▶ Challenge 1: Name every identifier bound with `let` in the Timer module of the post on functional scheduling.
▶ Challenge 2: In the post on functional scheduling, what message does the code log when the timer fires while the previous run is still working?
▶ Challenge 3: Resume the post on functional scheduling from the point where it stops.

▶ Source passage:
________________

Functional scheduling on a cluster

I’ve discussed this topic a month ago with Dave Curylo on #code channel of F# slack.

grafic2

giuliohome [7:05 PM]
I have a code for a daily scheduled task in a windows service:

 module Timer =

    let mutable timer_working = false
    let log = LogManager.GetLogger("TimerF")
    let _oTimerLoop = new Timers.Timer();
    let _iLoopTimer = 30.0
    let _oTimerLoop_Elapsed = new Timers.ElapsedEventHandler(fun sender -> fun e ->
      if (timer_working = true) then
        log.Info("Skip timer while previous one is working")
      else
        timer_working <- true
        _oTimerLoop.Interval <- 1000.0 * _iLoopTimer         
        try            
           Persistence.retrieveSel(connString, log)                  
                |> Utility.fireAutoRun log
                |> Seq.filter(fun r -> r.RequestStatus.Equals(RequestStatuses.Queued))
                |> Seq.iter( fun r -> Utility.runSelection r log )
        with
            | exc ->
                log.Error("Scheduled Tasks Error", exc)
        timer_working <- false )

    let StartTimer() =
        _oTimerLoop.Elapsed.AddHandler( _oTimerLoop_Elapsed)

________________

▶ Data section:
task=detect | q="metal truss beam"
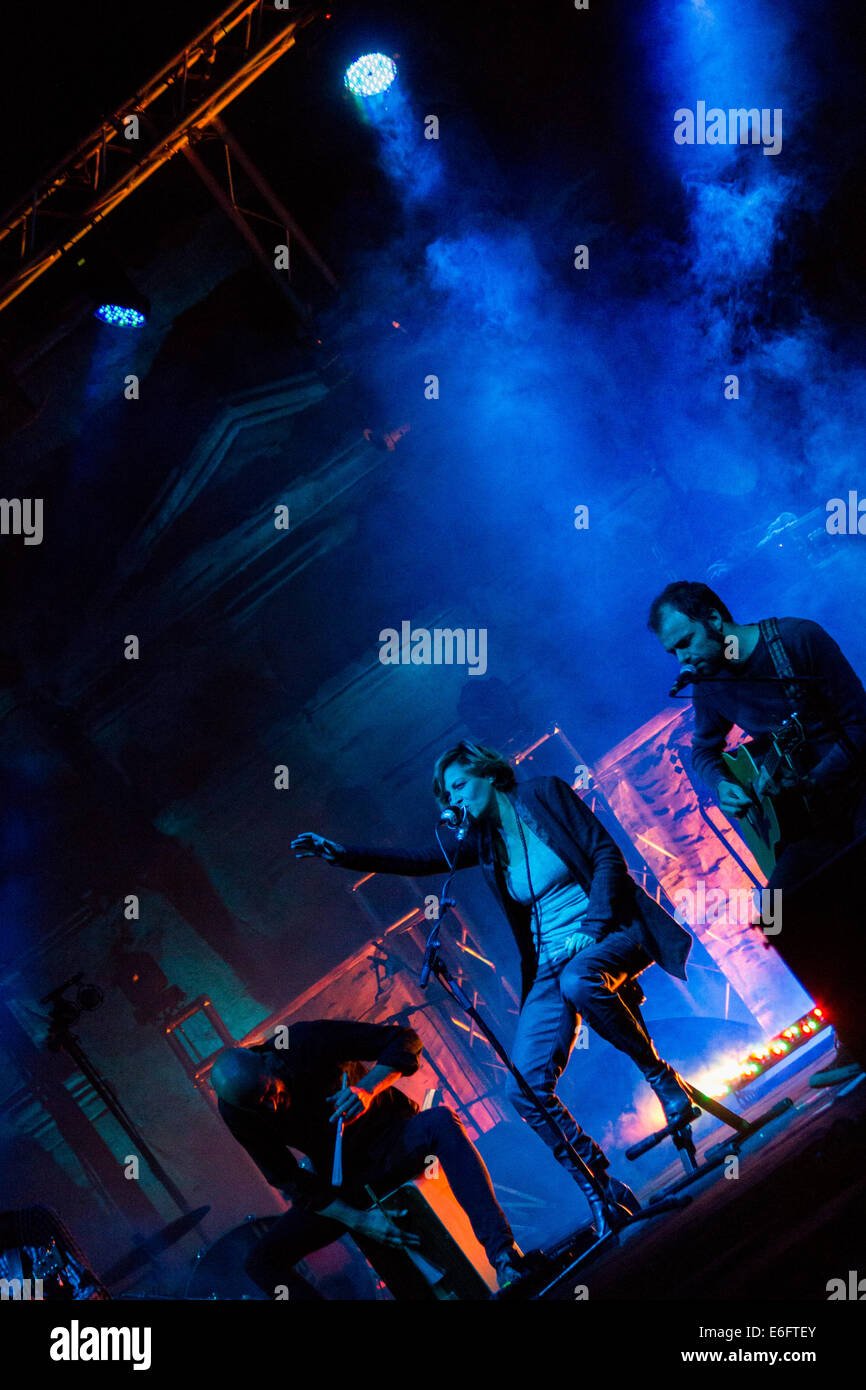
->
[0,0,336,318]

________________

▶ Task output 1: timer_working, log, _oTimerLoop, _iLoopTimer, _oTimerLoop_Elapsed, StartTimer

▶ Task output 2: "Skip timer while previous one is working"

▶ Task output 3:
        _oTimerLoop.Start()

My problem is that the above code is based on the assumption to run on a single application server! I ‘ve no idea how to rewrite it for a cluster of more than one application servers…

dave.curylo [8:06 PM]
@giuliohome can you run Consul or Zookeeper in you environment? If so, both support leadership election in client libraries, which is one way to achieve active-passive clustering.
A possibly more traditional option might be to use something like Quartz.NET, which can store the schedule in a database and make sure only one node picks up a job.
Actually, the second is probably a lot better for what you’re doing, since it already handles recurrent job scheduling, dealing with missed jobs, etc.

giuliohome [8:10 PM]
@dave.curylo excellent answer, thanks a lot. I’ll study and try the things you suggest!

dave.curylo [8:13 PM]
You’re welcome. Feel free to ask questions about any of those. I’m using all from F#, and even a little sample for ZK here:

Distributed Coordination with Zookeeper
Zookeeper is a system for coordinating applications and provides a framework for solving several problems that can arise when building applications that must be highly available, distributed, tolerant to network partitions and node failures:
Data update notifications. Imagine you have a few processes running to processes some data. Whenever one process is done, it needs to let the others know it’s ready for the next process to pick it up. A rudimentary way to accomplish this would be for all Show…

giuliohome [8:16 PM]
Great! Of course there is the option to go with on “official” “enterprise scheduler” but I would prefer a more modern and possibly open source approach.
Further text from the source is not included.